## Problem set
A - Edit the part of the review that begins at the words "The thing it’s" and stops after "grafted onto it.", replacing "abridged" with "shortened".
B - Answer these questions from the review:
(i) In what year was "Queen Bees and Wannabes" published?
(ii) On which channel did "Mean Girls 2" appear?
(iii) Who wrote the songs in the new "Mean Girls"?

## Excerpt to read

★ ★ ★

‘Mean Girls’: Familiar but still pretty fetch

‘Mean Girls’: Familiar but still pretty fetch


It’s been a long, strange trip for the smart, real-world ideas behind Rosalind Wiseman’s “Queen Bees and Wannabes,” the 2002 parenting book about how to deal with difficult teenage daughters that is best known as the inspiration for the hit 2004 movie “Mean Girls.” Hidden inside a comedy of cultural anthropology that was both silly and sardonic, courtesy of screenwriter Tina Fey, they’ve survived, more or less intact, through a lackluster 2011 sequel that Fey had nothing to do with and that nobody remembers: “Mean Girls 2,” on the ABC Family channel.

In 2017, they found their way to a stage musical, which became a hit the following year on Broadway, spawning a popular national tour after the interruption of the covid pandemic.

And they are still the best thing about the newly rebooted “Mean Girls,” a hybrid of the 20-year-old film and the more recent live show that plays like those two things had a baby that grew up to become a lot like one parent and only a little like the other.

The thing it’s most like is, of course, the first movie, which is precisely what’s right and what’s wrong with this one. This being cinema, the new “Mean Girls” wisely doesn’t try to simply adapt for the screen something that worked onstage and wouldn’t translate to film. Yes, it’s got songs (by Jeff Richmond and Nell Benjamin), but they feel abridged and ever so slightly diminished here: delivered more in the context of the original narrative of viral shaming, which has been tweaked for our TikTok times. In some moments, watching “Mean Girls”(which features Fey and Tim Meadows in their original roles) is like watching a reenactment of the first film with mostly new — yet some returning — actors, but with musical numbers grafted onto it.

★ ★ ★

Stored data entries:
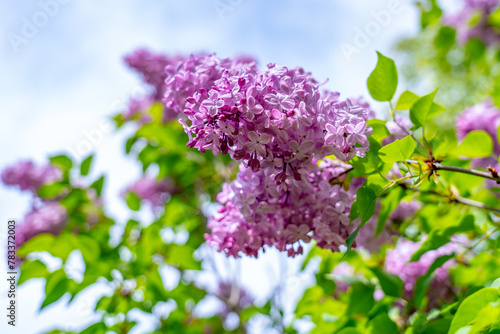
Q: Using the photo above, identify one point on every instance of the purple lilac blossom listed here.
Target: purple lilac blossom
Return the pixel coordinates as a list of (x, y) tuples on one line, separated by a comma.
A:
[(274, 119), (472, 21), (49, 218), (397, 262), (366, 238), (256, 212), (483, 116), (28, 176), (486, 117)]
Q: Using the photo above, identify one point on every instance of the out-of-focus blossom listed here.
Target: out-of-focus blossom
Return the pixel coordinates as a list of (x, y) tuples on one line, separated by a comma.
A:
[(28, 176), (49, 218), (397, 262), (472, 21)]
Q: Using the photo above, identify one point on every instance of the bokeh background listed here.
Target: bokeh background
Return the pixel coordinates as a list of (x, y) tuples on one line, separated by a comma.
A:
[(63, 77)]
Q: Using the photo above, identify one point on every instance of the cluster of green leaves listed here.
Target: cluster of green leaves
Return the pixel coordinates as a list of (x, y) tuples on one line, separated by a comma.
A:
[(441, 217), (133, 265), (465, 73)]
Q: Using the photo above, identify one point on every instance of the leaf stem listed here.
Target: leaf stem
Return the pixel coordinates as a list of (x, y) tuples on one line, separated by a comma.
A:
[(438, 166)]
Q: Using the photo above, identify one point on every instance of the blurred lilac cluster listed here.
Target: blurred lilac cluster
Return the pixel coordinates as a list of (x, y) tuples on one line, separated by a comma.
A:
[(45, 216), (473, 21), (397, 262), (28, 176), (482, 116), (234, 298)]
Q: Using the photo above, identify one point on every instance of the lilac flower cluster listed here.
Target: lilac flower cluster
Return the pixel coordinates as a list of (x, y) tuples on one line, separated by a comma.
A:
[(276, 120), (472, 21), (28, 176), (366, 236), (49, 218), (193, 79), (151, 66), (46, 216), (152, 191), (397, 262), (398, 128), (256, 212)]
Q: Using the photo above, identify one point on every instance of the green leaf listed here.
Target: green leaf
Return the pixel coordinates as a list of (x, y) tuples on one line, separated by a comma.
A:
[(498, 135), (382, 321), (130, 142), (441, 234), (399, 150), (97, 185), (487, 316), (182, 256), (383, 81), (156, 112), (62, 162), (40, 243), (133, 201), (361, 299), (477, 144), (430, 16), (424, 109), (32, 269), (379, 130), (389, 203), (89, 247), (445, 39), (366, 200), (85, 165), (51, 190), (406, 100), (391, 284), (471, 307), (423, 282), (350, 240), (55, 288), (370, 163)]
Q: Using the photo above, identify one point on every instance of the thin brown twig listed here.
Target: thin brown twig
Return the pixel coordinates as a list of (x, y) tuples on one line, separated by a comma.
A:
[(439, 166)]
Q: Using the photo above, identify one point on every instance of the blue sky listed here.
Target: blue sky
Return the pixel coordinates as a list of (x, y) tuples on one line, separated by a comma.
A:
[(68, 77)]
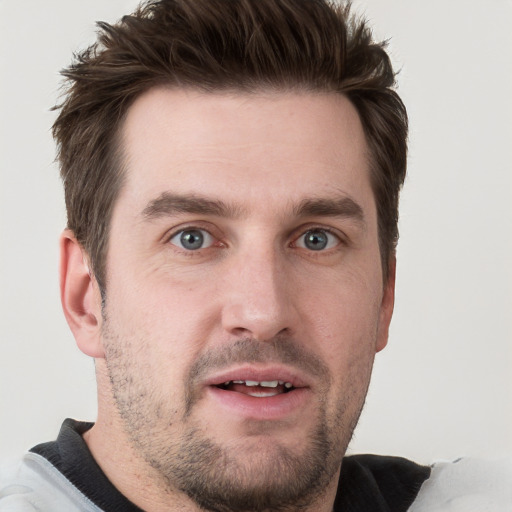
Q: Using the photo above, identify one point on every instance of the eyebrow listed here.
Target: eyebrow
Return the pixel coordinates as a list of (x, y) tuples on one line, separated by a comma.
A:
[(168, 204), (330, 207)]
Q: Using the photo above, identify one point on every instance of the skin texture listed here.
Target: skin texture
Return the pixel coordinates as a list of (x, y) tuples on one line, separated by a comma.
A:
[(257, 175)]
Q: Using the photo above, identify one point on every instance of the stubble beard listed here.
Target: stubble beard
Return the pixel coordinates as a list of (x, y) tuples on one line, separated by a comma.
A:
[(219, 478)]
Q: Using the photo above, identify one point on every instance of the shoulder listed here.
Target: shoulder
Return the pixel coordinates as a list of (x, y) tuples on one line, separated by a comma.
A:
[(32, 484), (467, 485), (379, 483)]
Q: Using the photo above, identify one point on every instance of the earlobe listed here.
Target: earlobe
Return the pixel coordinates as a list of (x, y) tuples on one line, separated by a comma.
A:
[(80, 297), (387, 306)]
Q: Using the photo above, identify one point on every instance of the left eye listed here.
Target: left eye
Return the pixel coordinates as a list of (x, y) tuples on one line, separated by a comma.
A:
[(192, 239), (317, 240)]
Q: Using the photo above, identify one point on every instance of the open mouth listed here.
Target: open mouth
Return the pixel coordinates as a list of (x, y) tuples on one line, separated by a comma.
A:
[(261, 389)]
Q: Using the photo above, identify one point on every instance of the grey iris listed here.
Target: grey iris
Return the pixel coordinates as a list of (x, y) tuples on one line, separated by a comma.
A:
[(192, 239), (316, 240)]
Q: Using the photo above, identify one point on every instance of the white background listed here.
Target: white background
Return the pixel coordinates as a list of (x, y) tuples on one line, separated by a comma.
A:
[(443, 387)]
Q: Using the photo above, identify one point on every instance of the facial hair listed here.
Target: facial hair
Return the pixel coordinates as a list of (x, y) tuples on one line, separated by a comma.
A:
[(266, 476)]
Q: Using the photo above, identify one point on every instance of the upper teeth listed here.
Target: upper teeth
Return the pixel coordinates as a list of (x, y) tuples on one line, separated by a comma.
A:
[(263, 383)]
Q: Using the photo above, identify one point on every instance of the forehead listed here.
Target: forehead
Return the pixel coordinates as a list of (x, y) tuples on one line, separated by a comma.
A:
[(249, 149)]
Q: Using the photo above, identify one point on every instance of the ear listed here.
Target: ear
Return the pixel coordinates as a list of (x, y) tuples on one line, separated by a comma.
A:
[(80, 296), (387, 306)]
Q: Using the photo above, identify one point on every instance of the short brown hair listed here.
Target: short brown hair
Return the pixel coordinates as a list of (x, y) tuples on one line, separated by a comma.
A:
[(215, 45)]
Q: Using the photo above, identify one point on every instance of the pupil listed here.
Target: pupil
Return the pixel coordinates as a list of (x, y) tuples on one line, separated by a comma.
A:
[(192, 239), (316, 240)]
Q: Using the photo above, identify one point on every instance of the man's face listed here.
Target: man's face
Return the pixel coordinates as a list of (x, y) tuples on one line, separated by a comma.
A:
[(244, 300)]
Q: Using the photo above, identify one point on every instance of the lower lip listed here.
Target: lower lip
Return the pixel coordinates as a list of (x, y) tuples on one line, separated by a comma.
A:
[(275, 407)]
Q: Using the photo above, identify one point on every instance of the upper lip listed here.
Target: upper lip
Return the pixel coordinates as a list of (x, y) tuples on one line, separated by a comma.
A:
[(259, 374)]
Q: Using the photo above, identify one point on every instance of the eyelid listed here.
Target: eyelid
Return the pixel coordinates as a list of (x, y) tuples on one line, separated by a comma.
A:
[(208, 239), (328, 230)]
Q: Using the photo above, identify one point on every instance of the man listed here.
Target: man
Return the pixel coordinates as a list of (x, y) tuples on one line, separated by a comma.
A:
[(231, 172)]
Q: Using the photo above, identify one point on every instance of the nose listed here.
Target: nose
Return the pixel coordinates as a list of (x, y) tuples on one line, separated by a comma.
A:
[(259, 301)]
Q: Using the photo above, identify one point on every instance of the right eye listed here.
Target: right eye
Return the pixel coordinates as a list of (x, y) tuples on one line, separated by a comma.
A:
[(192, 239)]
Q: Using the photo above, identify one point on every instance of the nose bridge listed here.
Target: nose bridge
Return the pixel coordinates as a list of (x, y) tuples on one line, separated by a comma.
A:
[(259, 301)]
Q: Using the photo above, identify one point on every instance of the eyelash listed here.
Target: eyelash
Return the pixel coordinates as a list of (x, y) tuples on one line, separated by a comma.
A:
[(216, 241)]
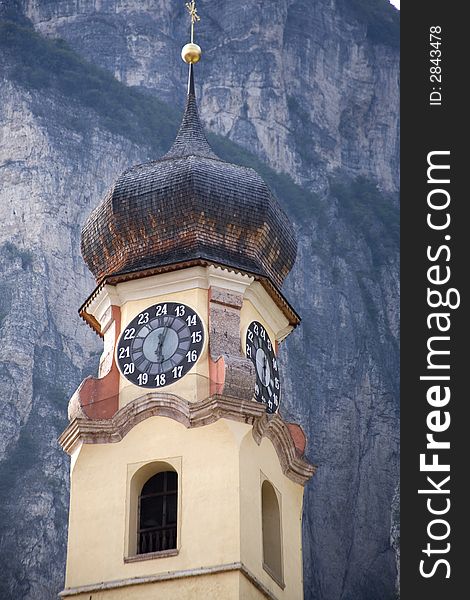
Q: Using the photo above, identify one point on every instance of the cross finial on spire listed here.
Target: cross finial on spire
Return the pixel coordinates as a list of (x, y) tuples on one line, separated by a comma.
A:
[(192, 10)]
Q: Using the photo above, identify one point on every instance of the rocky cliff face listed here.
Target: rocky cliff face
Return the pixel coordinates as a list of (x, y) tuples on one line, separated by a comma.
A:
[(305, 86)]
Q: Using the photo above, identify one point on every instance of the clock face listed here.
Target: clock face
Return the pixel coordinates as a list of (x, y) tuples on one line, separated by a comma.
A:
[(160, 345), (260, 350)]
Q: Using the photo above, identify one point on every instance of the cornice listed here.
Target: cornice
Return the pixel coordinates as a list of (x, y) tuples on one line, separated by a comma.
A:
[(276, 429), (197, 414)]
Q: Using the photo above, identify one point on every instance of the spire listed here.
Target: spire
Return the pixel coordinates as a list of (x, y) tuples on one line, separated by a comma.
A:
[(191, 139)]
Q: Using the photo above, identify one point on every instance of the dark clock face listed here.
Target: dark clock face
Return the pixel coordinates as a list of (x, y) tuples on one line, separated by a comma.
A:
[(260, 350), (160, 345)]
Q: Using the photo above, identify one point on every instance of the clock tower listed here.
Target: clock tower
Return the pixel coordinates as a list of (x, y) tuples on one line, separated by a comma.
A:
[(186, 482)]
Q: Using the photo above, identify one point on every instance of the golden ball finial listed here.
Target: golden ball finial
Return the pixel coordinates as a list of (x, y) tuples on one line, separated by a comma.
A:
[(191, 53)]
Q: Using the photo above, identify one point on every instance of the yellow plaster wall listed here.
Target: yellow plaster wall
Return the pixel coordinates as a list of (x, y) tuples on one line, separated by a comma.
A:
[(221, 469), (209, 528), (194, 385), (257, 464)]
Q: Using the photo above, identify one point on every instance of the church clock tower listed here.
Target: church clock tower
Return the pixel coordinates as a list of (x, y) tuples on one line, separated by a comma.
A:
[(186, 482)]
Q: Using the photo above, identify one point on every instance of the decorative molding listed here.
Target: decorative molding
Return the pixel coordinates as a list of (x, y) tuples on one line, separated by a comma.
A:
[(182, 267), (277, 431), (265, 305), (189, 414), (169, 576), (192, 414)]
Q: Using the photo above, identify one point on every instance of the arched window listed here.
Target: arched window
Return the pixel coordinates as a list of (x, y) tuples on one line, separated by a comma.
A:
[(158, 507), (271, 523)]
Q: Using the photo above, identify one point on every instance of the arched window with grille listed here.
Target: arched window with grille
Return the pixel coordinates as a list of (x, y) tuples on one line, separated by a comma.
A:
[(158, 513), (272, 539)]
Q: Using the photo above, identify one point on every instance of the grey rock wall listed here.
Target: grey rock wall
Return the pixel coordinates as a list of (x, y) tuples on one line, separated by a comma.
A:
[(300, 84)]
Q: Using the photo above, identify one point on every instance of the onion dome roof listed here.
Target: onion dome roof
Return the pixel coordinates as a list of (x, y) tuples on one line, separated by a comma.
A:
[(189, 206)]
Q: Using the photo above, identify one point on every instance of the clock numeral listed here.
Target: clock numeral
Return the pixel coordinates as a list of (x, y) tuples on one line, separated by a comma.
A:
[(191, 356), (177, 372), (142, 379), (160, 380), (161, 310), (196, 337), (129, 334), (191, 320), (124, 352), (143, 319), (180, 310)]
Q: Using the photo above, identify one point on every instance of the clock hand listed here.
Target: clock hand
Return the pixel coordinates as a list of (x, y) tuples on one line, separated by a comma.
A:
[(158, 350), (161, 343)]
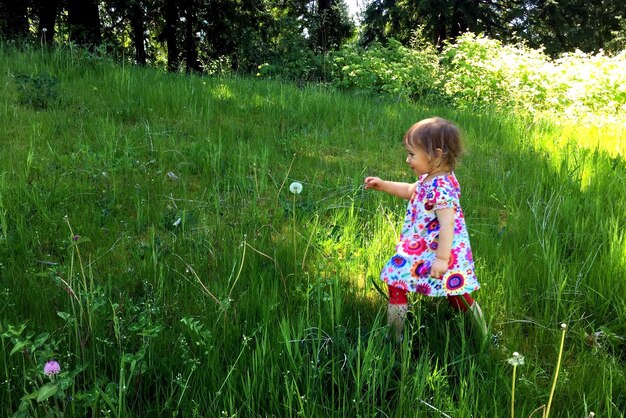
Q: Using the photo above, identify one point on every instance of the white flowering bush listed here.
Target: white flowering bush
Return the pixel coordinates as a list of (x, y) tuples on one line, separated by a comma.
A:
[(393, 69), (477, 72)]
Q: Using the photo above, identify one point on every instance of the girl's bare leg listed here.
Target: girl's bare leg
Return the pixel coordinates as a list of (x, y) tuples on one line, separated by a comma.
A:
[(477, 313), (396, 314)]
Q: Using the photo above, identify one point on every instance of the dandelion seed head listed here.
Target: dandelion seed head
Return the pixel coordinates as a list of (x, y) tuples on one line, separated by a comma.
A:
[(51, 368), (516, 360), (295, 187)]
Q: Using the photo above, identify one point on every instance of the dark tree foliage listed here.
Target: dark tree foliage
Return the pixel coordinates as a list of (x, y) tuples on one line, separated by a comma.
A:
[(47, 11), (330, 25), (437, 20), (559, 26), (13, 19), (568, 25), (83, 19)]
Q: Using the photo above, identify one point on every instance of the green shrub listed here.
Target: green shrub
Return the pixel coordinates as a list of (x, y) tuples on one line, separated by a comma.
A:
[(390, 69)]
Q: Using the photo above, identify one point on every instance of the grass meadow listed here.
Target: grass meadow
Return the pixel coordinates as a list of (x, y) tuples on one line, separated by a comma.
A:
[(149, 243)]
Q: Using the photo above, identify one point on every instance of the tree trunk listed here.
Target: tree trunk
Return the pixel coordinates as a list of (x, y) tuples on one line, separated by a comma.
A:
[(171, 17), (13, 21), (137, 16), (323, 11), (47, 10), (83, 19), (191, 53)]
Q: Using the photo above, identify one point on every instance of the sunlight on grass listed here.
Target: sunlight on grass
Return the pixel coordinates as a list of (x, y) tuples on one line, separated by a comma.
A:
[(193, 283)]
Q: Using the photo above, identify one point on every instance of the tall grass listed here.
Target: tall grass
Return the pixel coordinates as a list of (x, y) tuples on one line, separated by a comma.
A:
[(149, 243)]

★ ★ ★

## Your written answers
A -
The thing it’s most like is, of course, the first movie, which is precisely what’s right and what’s wrong with this one. This being cinema, the new “Mean Girls” wisely doesn’t try to simply adapt for the screen something that worked onstage and wouldn’t translate to film. Yes, it’s got songs (by Jeff Richmond and Nell Benjamin), but they feel shortened and ever so slightly diminished here: delivered more in the context of the original narrative of viral shaming, which has been tweaked for our TikTok times. In some moments, watching “Mean Girls”(which features Fey and Tim Meadows in their original roles) is like watching a reenactment of the first film with mostly new — yet some returning — actors, but with musical numbers grafted onto it.

B -
(i) 2002
(ii) ABC Family
(iii) Jeff Richmond and Nell Benjamin